● DESCRIÇÃO DA TAREFA: Organize todas as linhas do material abaixo em uma lista numerada, deixando de fora as linhas em branco.

Registros de uma coleta de dados
○ ○ ○

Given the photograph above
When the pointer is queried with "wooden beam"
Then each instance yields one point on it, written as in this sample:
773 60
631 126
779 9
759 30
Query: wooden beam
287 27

○ ○ ○

● RESPOSTA REDIGIDA:
1. Given the photograph above
2. When the pointer is queried with "wooden beam"
3. Then each instance yields one point on it, written as in this sample:
4. 773 60
5. 631 126
6. 779 9
7. 759 30
8. Query: wooden beam
9. 287 27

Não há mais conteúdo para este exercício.